6. The first contention of the learned Counsel for the petitioner is that reasonable opportunity of being heard was not afforded to him as he applied for inspection of the files and asked for supply of the copies of the documents but the same was denied by the department concerned. He made applications on 7-5-1986, 8-8-1986 and 7-2-1987 for this purpose before the inquiry officer. Even after the inquiry was over, the petitioner made further applications for me same purpose on 15-9-1990 and 21-11-1990.

7. It is stated in the counter-affidavit in response of the application dated 7-5-1986 for supply of the necessary documents the petitioner was required to give reasons as to why the files were required by him at his residence. The petitioner could not furnish the reasons and that request was turned down. The petitioner has not specifically asked for supply of the documents in his application dated 17-2-1987 hence it appears that the application was also rejected. The fundamental principles of the departmental inquiry is that whenever any reliance is placed to any documents by the disciplinary authority, the concerned department is required to supply the copies of the papers/documents which were purported to be relied on by the inquiry officer and whenever the delinquent requires any inspection of the files or documents the concerned department is required to produce those papers/documents before the concerned person for inspection purpose. In absence of supply of required documents and inspection, and non-supply of copies of the documents the rights of the delinquent are breached and that is violative of the principles of natural justice.
= = = =
§ SHORT PROBLEM 1:
Please print the stretch of the court passage from "6. The first" through "15-9-1990 and 21-11-1990.".
§ SHORT PROBLEM 2:
According to the court passage, the counter-affidavit says the petitioner was required to give reasons for what?
§ SHORT PROBLEM 3:
List every date on which the paragraph numbered 6 of the court passage says the petitioner made applications.

§ PROVIDED INFORMATION:
= = = =
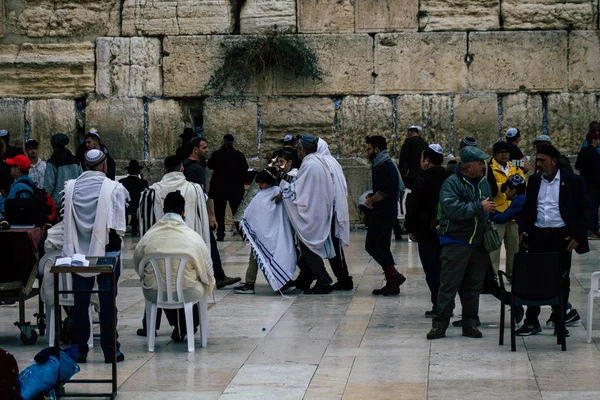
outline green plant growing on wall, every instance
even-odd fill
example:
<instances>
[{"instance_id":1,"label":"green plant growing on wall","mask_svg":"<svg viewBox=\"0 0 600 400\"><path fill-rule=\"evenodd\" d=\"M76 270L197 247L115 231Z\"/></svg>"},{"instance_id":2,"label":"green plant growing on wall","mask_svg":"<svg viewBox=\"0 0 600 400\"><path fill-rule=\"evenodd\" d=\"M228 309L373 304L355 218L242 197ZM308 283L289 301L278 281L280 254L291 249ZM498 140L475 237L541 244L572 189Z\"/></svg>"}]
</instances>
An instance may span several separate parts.
<instances>
[{"instance_id":1,"label":"green plant growing on wall","mask_svg":"<svg viewBox=\"0 0 600 400\"><path fill-rule=\"evenodd\" d=\"M252 77L274 72L296 79L320 82L323 71L319 57L301 36L279 33L276 30L264 35L248 36L221 43L223 64L213 73L203 93L243 96ZM229 91L232 93L229 93Z\"/></svg>"}]
</instances>

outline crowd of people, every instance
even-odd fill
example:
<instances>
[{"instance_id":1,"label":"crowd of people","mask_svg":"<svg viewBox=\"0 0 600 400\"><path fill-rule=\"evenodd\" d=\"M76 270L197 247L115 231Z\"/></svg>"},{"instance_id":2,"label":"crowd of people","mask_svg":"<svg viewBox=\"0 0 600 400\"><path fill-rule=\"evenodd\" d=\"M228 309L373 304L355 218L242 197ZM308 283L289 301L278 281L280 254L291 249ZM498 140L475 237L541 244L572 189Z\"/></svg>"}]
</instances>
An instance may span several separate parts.
<instances>
[{"instance_id":1,"label":"crowd of people","mask_svg":"<svg viewBox=\"0 0 600 400\"><path fill-rule=\"evenodd\" d=\"M53 153L47 161L39 158L36 140L28 140L23 151L10 145L8 131L0 130L0 227L45 226L40 251L49 248L44 243L47 236L52 238L47 242L63 256L116 257L118 279L122 240L129 225L132 235L141 235L133 261L143 294L150 301L157 296L154 268L147 264L138 270L149 255L188 257L182 282L186 301L236 283L236 293L254 294L259 270L275 292L323 295L354 289L343 250L350 244L348 185L323 138L286 135L270 166L254 174L230 134L212 155L207 139L192 129L180 138L181 147L164 160L161 180L149 185L140 176L136 160L126 168L128 176L115 181L115 162L96 129L88 131L75 155L67 149L68 136L53 135ZM431 293L431 309L425 312L432 318L428 339L445 336L457 294L462 319L453 324L462 326L463 336L482 337L479 296L482 292L498 298L503 295L498 285L500 248L490 248L484 240L490 230L497 231L505 247L509 277L518 251L559 252L565 318L567 323L580 318L568 303L569 271L572 251L585 253L588 239L600 238L600 123L590 124L577 156L575 167L580 175L573 173L568 158L552 146L547 135L533 142L536 152L531 164L519 149L518 129L508 129L505 139L494 143L489 156L474 138L463 138L460 163L448 162L447 166L442 147L428 144L417 125L407 130L398 164L383 136L367 137L364 143L372 178L372 191L359 206L367 227L364 248L385 276L383 287L372 293L398 295L406 281L391 251L392 235L399 236L399 204L405 202L404 228L418 246ZM206 168L213 171L210 185ZM250 180L245 191L244 184ZM227 204L236 229L252 247L244 282L226 275L217 246L225 238ZM39 212L31 212L34 208ZM325 267L326 259L335 283ZM165 273L164 262L158 268ZM177 271L173 273L175 279ZM90 289L95 282L100 289L110 287L110 280L102 275L74 274L72 279L75 290ZM115 354L110 340L110 300L108 294L100 296L106 362L112 362ZM75 306L67 312L73 323L70 341L80 349L79 363L87 359L89 303L89 294L76 293ZM165 310L165 314L173 327L171 338L185 340L191 333L183 310ZM528 307L526 313L517 310L517 322L525 317L517 334L539 333L539 314L539 307ZM154 335L160 316L159 312L155 326L149 327L144 315L137 334ZM547 324L557 318L553 312ZM194 318L194 329L198 324ZM116 357L124 360L118 342Z\"/></svg>"}]
</instances>

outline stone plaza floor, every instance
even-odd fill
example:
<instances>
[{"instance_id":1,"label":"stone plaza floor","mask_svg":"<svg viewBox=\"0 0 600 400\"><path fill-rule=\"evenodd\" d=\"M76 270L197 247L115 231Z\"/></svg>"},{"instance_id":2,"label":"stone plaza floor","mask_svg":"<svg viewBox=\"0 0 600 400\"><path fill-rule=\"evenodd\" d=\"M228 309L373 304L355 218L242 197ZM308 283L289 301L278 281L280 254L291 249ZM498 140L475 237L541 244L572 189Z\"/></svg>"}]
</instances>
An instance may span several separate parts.
<instances>
[{"instance_id":1,"label":"stone plaza floor","mask_svg":"<svg viewBox=\"0 0 600 400\"><path fill-rule=\"evenodd\" d=\"M229 238L231 239L231 238ZM119 335L126 359L118 364L118 399L527 399L592 400L600 398L600 301L594 305L594 341L585 341L590 274L598 266L600 241L592 251L573 255L570 301L583 324L570 327L567 351L556 345L550 314L542 309L543 332L517 337L517 351L498 345L499 302L480 301L483 339L461 336L452 326L447 337L428 341L431 307L416 243L397 241L392 250L407 276L402 293L375 297L380 267L364 251L364 232L352 232L346 248L356 289L330 295L273 293L260 276L255 295L216 290L208 313L208 347L188 353L187 344L170 340L163 318L154 353L135 331L141 327L144 298L131 265L135 241L125 241L119 284ZM229 276L244 276L250 248L233 238L219 243ZM212 300L211 300L212 302ZM460 315L457 299L456 318ZM37 303L27 303L27 316ZM0 347L17 358L22 370L46 347L46 337L32 346L19 340L13 326L18 309L0 307ZM108 376L99 339L76 378ZM69 391L103 390L100 385L67 385Z\"/></svg>"}]
</instances>

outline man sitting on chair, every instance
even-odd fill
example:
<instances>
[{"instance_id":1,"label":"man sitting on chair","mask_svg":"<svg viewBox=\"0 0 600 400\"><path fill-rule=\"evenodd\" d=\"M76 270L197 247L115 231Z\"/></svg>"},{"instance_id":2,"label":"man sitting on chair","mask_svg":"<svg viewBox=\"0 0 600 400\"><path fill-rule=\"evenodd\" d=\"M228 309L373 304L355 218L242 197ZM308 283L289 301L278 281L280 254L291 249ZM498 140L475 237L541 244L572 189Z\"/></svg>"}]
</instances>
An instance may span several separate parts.
<instances>
[{"instance_id":1,"label":"man sitting on chair","mask_svg":"<svg viewBox=\"0 0 600 400\"><path fill-rule=\"evenodd\" d=\"M133 254L133 265L139 274L139 263L148 255L166 256L169 254L185 254L193 263L186 264L183 273L183 296L186 302L197 301L208 293L212 294L215 287L215 277L212 261L206 243L202 236L193 229L187 227L184 221L185 199L177 190L167 194L163 203L165 215L157 221L152 228L139 241ZM164 261L158 261L163 282L165 278ZM172 265L178 265L178 262ZM177 268L173 268L173 282L177 281ZM157 282L152 264L144 267L144 273L140 275L144 297L149 301L156 302ZM163 287L163 291L167 288ZM198 327L198 305L194 305L194 331ZM184 309L164 310L169 324L174 327L171 339L181 342L187 334ZM144 327L146 328L146 327Z\"/></svg>"}]
</instances>

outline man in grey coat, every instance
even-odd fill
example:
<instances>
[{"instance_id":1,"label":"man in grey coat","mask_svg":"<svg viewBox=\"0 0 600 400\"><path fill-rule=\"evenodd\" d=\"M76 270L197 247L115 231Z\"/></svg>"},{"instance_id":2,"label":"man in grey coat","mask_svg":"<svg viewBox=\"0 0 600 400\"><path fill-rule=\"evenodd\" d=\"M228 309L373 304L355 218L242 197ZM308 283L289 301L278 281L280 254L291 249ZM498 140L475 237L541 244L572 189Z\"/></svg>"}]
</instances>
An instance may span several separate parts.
= = = =
§ ANSWER 1:
6. The first contention of the learned Counsel for the petitioner is that reasonable opportunity of being heard was not afforded to him as he applied for inspection of the files and asked for supply of the copies of the documents but the same was denied by the department concerned. He made applications on 7-5-1986, 8-8-1986 and 7-2-1987 for this purpose before the inquiry officer. Even after the inquiry was over, the petitioner made further applications for me same purpose on 15-9-1990 and 21-11-1990.

§ ANSWER 2:
Why the files were required by him at his residence.

§ ANSWER 3:
7-5-1986
8-8-1986
7-2-1987
15-9-1990
21-11-1990